(Requirements) Your task is to copy every record exactly.
══════════════════════════════
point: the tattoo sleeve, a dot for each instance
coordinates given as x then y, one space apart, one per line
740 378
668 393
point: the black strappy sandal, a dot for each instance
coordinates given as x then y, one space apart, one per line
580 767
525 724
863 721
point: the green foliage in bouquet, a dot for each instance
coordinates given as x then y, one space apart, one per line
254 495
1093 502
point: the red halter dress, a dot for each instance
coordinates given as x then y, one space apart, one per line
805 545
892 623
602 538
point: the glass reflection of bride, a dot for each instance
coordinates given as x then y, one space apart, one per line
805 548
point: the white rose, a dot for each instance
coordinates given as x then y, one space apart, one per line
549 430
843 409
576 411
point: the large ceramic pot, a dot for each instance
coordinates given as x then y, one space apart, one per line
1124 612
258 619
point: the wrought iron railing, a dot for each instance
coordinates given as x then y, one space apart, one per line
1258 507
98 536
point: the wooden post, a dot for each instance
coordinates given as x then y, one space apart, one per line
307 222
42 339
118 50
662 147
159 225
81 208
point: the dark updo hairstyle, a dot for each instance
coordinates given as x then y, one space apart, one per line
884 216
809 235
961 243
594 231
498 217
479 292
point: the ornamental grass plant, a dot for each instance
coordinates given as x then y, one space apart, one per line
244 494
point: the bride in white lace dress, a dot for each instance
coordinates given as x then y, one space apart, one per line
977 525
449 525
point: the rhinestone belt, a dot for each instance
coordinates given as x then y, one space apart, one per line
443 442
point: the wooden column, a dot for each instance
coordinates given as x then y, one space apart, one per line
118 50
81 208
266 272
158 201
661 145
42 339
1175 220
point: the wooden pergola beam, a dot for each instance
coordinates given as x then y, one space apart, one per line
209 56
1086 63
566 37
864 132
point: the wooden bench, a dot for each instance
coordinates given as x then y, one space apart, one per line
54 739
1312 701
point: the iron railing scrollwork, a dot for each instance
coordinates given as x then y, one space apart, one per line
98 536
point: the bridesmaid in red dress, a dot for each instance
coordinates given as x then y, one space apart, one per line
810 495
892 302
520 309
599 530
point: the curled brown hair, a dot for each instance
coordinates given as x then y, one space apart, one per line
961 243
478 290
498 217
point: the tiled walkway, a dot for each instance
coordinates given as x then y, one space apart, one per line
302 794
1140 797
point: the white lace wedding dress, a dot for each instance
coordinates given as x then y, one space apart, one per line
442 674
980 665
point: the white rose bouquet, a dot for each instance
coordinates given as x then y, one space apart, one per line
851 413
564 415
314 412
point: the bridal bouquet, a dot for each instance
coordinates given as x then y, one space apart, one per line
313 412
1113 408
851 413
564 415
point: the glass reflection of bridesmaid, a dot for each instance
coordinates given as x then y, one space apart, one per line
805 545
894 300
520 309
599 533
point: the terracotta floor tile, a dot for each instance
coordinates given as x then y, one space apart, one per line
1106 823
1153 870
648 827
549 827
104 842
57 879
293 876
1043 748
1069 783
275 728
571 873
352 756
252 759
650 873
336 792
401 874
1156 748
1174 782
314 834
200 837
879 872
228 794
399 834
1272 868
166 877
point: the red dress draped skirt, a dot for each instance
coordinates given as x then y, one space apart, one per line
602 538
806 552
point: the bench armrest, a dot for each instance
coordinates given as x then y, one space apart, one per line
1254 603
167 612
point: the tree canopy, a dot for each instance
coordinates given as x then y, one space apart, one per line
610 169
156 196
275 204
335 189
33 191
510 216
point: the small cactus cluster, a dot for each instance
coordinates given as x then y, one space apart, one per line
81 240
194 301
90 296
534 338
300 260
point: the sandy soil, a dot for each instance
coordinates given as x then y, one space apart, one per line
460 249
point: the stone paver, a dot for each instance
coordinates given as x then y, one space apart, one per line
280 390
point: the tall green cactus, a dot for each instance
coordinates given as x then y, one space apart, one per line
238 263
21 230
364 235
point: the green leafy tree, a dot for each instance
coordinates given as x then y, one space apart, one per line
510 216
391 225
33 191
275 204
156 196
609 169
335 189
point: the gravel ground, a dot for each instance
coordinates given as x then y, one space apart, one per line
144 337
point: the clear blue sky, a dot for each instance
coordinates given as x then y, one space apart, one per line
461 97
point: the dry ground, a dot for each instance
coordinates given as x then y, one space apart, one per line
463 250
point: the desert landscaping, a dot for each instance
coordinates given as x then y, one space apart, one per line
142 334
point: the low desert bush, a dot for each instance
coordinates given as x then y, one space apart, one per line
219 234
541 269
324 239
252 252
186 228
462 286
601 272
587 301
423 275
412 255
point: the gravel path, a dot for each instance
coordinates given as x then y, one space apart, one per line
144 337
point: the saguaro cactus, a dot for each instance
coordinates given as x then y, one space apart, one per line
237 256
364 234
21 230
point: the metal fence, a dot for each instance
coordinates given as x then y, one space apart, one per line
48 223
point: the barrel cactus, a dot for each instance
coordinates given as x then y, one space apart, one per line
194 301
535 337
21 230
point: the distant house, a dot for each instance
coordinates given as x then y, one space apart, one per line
══════════════════════════════
(Written response)
point: the tattoo sleeve, a dot for each instance
coordinates given as x then y, one space apart, one per line
740 378
668 393
point: the black strappy sandal, a dot for each instance
coordinates given as x then y, one space apart, one per line
580 767
525 724
863 721
point: the green foliage in bouquet, a dot for each instance
coordinates given as x then y, one space apart, one per line
254 495
1093 502
point: the red halter dress, a dot for each instance
coordinates given as x then y, one space apart, one per line
805 545
892 623
602 538
point: the glass reflection of bride, a dot for each instance
coordinates given as x then y, one space apart, one per line
805 548
point: the white rose, a dot for each instance
coordinates given as x then y, one space apart, one per line
549 430
843 409
576 411
point: the large ceramic pot, a dot for each instance
coordinates given as x then y, one space apart, one per line
1124 612
258 619
point: the wrought iron railing, a dot for each instance
coordinates given as x then y, one space apart, one per line
1258 507
98 536
point: the wooden post, a dot for each instance
coordinates given as x then y, one space apart, one per line
307 222
42 339
118 50
662 147
159 225
81 208
point: the dark updo hairstyle, a dot for each instance
coordinates given as x then y, one space apart, one per line
884 216
809 235
961 243
594 231
498 217
479 292
point: the ornamental grass plant, a dot for each instance
coordinates given as x then y, one space apart, one per line
244 494
point: the bride in white lace dress, a dot for each instance
coordinates given as x then y, one space apart, one per line
977 525
449 525
point: the rhinestone belt, a dot for each instance
coordinates given as x then y, one space apart, one per line
443 442
point: the wooden column, a dot for each instance
coordinates given as x then y, one space apart, one per line
118 50
81 208
266 272
158 201
661 145
42 339
1175 220
point: the wooden pergola beam, a dot for each instance
coordinates given as x then y, one space apart, one per line
209 56
1086 63
566 37
864 132
point: the wooden bench, a dot for each instance
coordinates given as x then y, one space apart, one per line
54 739
1312 701
point: the iron railing scrollwork, a dot for each instance
coordinates given as x then y, one space apart, one per line
98 536
point: the bridesmaid in red dress, a dot for each instance
coordinates given as x then y, one space apart, one per line
810 495
892 302
520 309
599 530
point: the curled brown hair, a dot for each instance
coordinates given as x then y, one space apart, one per line
961 243
478 290
498 217
point: the tiled walkway, a dot for each instance
coordinates given as x then y, one space apart, one per line
302 794
1140 797
point: the white lace wedding dress, a dot for each instance
coordinates given as x then y, one space apart, one per line
442 674
980 665
point: the white rose bouquet, a dot for each instance
coordinates given as x then y, one space apart, one per line
851 413
564 415
314 412
point: the bridal bouquet, a dot for each instance
coordinates given as x then y, one space apart, one per line
313 412
1113 408
851 413
564 415
point: the glass reflection of bridesmaid, a dot for each instance
coordinates given as x then y, one space apart, one per line
805 545
894 300
520 309
599 533
point: the terracotta floor tile, a dot for each instance
coordinates given as x then y, one space apart, one per line
1106 823
1153 870
648 827
549 827
104 842
57 879
293 876
1043 748
1069 783
275 728
571 873
352 756
252 759
650 873
336 792
401 874
1156 748
1174 782
314 834
200 837
879 872
228 794
399 834
1272 868
166 877
point: the red dress draped skirt, a dot for each instance
coordinates given as x then y, one space apart, one per line
602 538
806 552
point: the bench armrest, a dot for each instance
coordinates given as x then y, one space apart, one per line
1254 603
167 612
point: the tree canopy, a dot for each instance
coordinates given as x then y, one space apart, one per line
610 169
156 196
275 204
335 189
33 191
510 216
point: the small cactus cluster, a dot for each instance
coordinates given as x then y, one space apart, one per line
81 240
194 301
90 296
534 338
300 260
point: the sandy soil, a dot for each instance
coordinates given as x then y, one space apart, one per line
460 249
point: the stone paver, a dot for each instance
coordinates given as x then y, one space apart, one per line
280 390
point: the tall green cactus, a dot for each instance
coordinates given as x then y, one space apart, one per line
238 263
21 230
364 235
point: the green leafy tree, a dot for each instance
coordinates given as x then y, one space apart, one per line
510 216
391 225
33 191
275 204
156 196
609 169
335 189
point: the gravel ground, a dot for each instance
coordinates given as x then y, one space apart, one per line
144 337
point: the clear blue sky, a dot for each instance
coordinates given as x then y, one space apart, one per line
461 97
point: the dry ground, a dot for each instance
coordinates given as x then y, one space apart, one per line
463 250
point: the desert landscaping, a dot for each instance
coordinates given as x then y, one space apart, one per line
142 334
point: the low desert bush, a dot for each instance
coordinates given as x then y, one space apart, one per line
219 234
541 269
324 239
252 252
186 228
462 286
601 272
587 301
423 275
412 255
point: the gravel path, a dot for each instance
coordinates given as x then y, one space apart, one per line
144 337
point: the saguaro cactus, a dot for each instance
coordinates given as x then y, one space apart, one per line
237 256
364 234
21 230
point: the metal fence, a dot for each instance
coordinates given as x then y, one space apart, one per line
48 223
point: the barrel cactus, a dot for each instance
coordinates given as x then y, one space apart, one per line
194 301
535 337
21 230
point: the distant house, a dot for each instance
coordinates given as x then y, one space apart, one per line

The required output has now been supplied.